+++ Dataset content
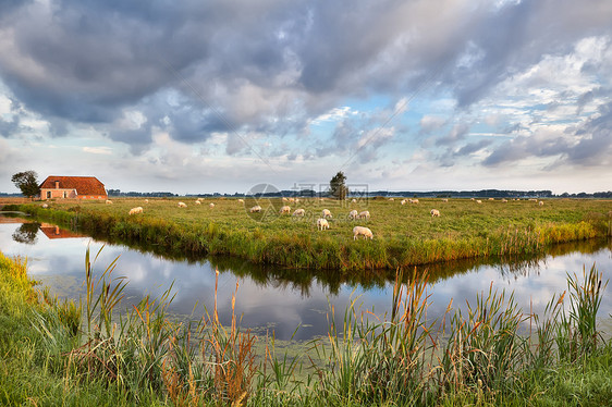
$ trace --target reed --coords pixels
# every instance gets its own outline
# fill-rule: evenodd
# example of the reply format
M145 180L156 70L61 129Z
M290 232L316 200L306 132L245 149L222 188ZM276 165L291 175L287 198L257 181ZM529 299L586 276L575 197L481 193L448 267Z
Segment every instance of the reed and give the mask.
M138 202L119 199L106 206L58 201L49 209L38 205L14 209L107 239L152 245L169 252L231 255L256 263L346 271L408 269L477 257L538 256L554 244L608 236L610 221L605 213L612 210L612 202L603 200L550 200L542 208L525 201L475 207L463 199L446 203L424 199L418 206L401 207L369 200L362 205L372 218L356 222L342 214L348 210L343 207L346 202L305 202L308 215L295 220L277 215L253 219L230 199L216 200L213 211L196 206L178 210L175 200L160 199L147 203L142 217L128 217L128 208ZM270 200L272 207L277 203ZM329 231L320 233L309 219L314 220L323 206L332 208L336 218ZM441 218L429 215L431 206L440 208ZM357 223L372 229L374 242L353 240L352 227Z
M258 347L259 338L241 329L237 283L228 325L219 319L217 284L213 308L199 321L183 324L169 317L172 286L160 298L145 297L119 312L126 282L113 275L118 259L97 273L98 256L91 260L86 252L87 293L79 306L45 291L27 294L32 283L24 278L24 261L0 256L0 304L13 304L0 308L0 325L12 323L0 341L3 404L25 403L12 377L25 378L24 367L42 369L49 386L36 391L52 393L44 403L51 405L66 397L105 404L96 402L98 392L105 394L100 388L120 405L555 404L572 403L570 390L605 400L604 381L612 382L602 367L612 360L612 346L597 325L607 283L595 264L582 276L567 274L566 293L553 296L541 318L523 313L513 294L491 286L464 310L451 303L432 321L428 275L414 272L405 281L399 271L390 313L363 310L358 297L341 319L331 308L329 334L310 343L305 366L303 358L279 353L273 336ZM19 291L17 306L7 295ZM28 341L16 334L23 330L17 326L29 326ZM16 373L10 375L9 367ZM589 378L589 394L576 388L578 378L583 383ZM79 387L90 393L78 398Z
++++++
## What to work on
Return every line of the listing above character for character, leaving out the pictures.

## Expected answer
$ trace --target reed --coords pixels
# every instance gets its own outline
# fill-rule: evenodd
# example of the reply format
M145 180L156 70L61 129Z
M290 232L316 200L306 132L245 149L222 188ZM276 165L291 175L287 198L257 181ZM529 299L586 276L575 197L481 193L448 267Z
Segment every instance of the reed and give the mask.
M138 202L119 199L106 206L58 201L49 209L38 205L14 209L107 239L152 245L169 252L231 255L256 263L346 271L408 269L477 257L538 256L554 244L608 236L610 221L605 213L612 210L612 202L603 200L550 200L542 208L525 201L475 207L463 199L446 203L424 199L418 206L401 207L369 200L362 205L372 218L356 222L342 214L348 210L343 207L346 202L305 202L308 215L295 220L277 215L253 219L230 199L216 200L213 211L196 206L178 210L175 200L160 199L147 203L142 217L128 217L128 208ZM270 200L272 207L277 203ZM329 231L320 233L309 219L314 220L323 206L332 208L336 218ZM441 218L429 215L431 206L440 208ZM357 223L372 229L374 242L353 240L352 227Z
M258 347L259 338L241 329L237 283L228 325L219 319L217 284L213 308L199 321L183 324L169 317L172 286L160 298L145 297L119 312L126 282L113 275L118 259L97 273L98 256L91 260L86 252L87 293L79 306L45 291L27 294L32 283L24 278L24 261L0 256L0 304L13 304L0 308L0 325L12 323L0 341L3 404L25 403L12 377L25 378L24 367L42 369L49 386L36 391L52 393L44 403L51 405L66 397L105 404L96 402L98 392L105 394L100 388L120 405L555 404L572 403L570 390L605 400L604 381L612 382L602 367L612 360L612 346L597 325L607 283L595 264L582 276L567 274L566 293L553 296L541 318L523 313L513 294L491 286L464 310L451 303L432 321L428 275L414 272L405 281L399 271L390 313L363 310L358 297L341 319L331 308L329 334L310 343L305 366L303 358L279 353L273 336ZM19 291L17 306L7 295ZM28 341L16 334L23 330L17 326L29 326ZM16 373L10 375L9 367ZM589 378L589 394L576 388L578 378L583 383ZM79 387L90 393L78 398Z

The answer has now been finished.